Writer: Max Bemis
Penciller: Dalibor Talajic
Inker: José Marzan Jr.
Colorist: Miroslav Mrva
Letterer: VC’s Travis Lanham
Release Date: 11/2/16
Foolkiller introduces us to its titular character, also knows as Greg Salinger, through his man purse. Which he’ll thank you to know he can easily pull off. When we last left him in Deadpool, he was a merc for money with ambitions to become a therapist. Turns out SHIELD has somehow overlooked his past – or used it to their advantage – and made him into a psychotherapist whose job is to reform supervillains. The name Foolkiller is still apt, however, as the ones who are to fool to reform must be terminated.
Plot: Greg is in the middle of a session with a man named Rodney, who prefers to go by Young Red Skull due to the dried blood caked on his face. He convinces the would-be Hydra worshiper not to model himself after that idea by bringing up stories from his own past.
Afterwards, he gets the audience up to speed, describing how he eventually game himself up to S.H.I.E.L.D. rather than continue down the dark embarrassing path he’s led so far. Little does he know, his boss Captain Gary Span is pretty dark himself. Not that it matters in the end, since the call of the dark side is hard for anyone to resist…
Story: Because of the way that Max Bemis lays out Greg Salinger’s backstory, Foolkiller is an easy book to follow even without ever having read a Deadpool or Mercs for Money book. Greg is forthcoming about himself now that he thinks he’s on the right track, and his attempts to get through to his first patient are at turns heartwarming and hilarious. While the first few pages give the impression that therapy is something Greg was born to do, flat out calling Rodney a racist and confusing his own past for his patient’s reminds the read that he has spent much more time being a Foolkiller than a therapist.

* [GIVEN INFORMATION]
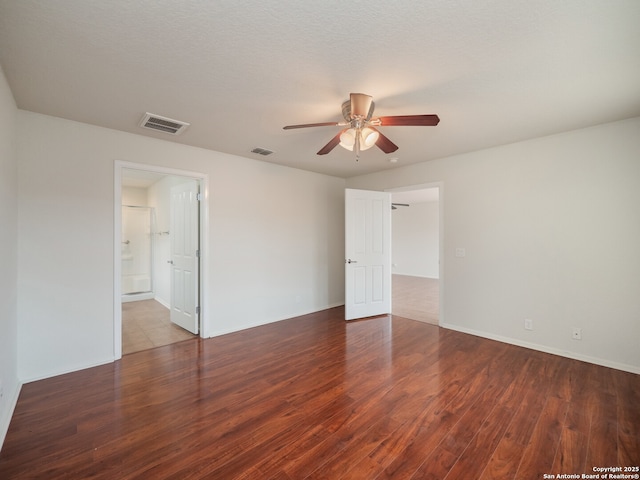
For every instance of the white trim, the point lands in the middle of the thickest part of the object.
(203, 179)
(64, 371)
(543, 348)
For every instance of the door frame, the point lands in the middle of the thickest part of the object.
(203, 180)
(441, 283)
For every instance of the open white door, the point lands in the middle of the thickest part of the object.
(368, 253)
(184, 261)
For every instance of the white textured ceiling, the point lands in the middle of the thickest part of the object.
(495, 72)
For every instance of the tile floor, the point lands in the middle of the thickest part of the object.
(146, 324)
(416, 298)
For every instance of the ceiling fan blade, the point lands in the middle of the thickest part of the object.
(331, 145)
(384, 144)
(409, 120)
(360, 104)
(307, 125)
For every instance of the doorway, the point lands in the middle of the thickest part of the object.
(143, 319)
(417, 246)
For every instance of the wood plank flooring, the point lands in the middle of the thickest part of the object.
(316, 397)
(416, 298)
(146, 324)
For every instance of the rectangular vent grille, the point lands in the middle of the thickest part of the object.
(262, 151)
(163, 124)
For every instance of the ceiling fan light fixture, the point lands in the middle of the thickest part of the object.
(348, 139)
(369, 137)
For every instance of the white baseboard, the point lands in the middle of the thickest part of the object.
(68, 370)
(219, 333)
(543, 348)
(5, 421)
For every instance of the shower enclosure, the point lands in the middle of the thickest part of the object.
(137, 251)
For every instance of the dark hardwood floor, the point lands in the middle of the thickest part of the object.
(318, 398)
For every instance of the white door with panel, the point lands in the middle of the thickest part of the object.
(368, 253)
(184, 234)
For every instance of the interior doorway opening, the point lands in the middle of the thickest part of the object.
(144, 314)
(416, 253)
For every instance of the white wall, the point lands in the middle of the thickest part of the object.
(551, 229)
(415, 240)
(275, 248)
(9, 386)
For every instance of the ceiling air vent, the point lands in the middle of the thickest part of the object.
(262, 151)
(163, 124)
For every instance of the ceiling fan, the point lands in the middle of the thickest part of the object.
(361, 132)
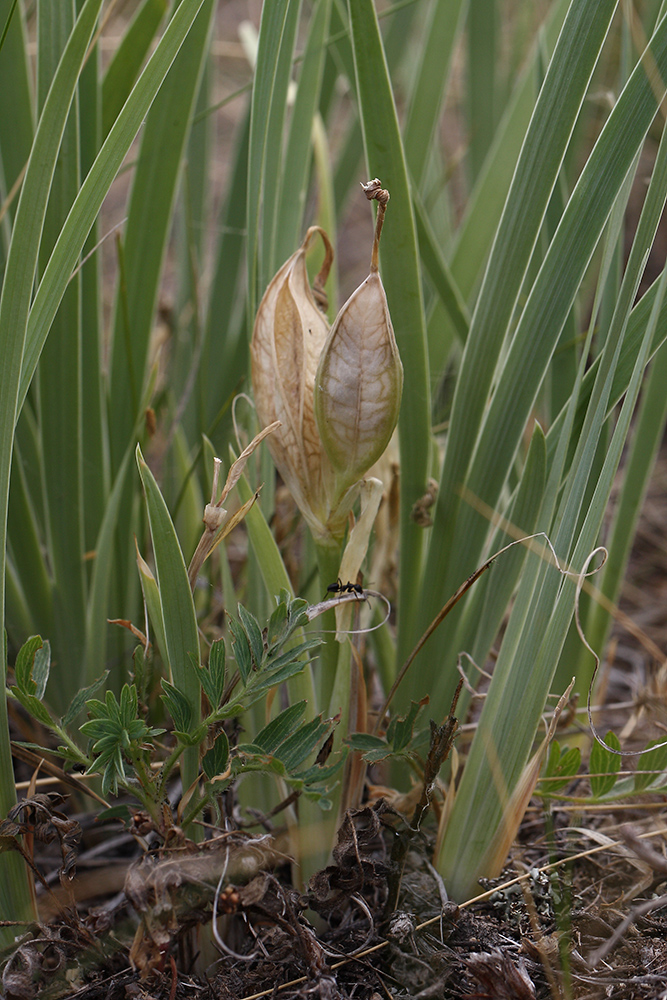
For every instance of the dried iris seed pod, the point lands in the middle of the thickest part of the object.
(336, 392)
(360, 376)
(290, 331)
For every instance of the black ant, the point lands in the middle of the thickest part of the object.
(344, 588)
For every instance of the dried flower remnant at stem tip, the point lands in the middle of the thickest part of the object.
(375, 192)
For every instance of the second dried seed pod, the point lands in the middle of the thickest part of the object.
(359, 378)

* [DIRECTIONS] According to the Foolkiller review, who is Greg Salinger's boss?

* [EXPECTED ANSWER] Captain Gary Span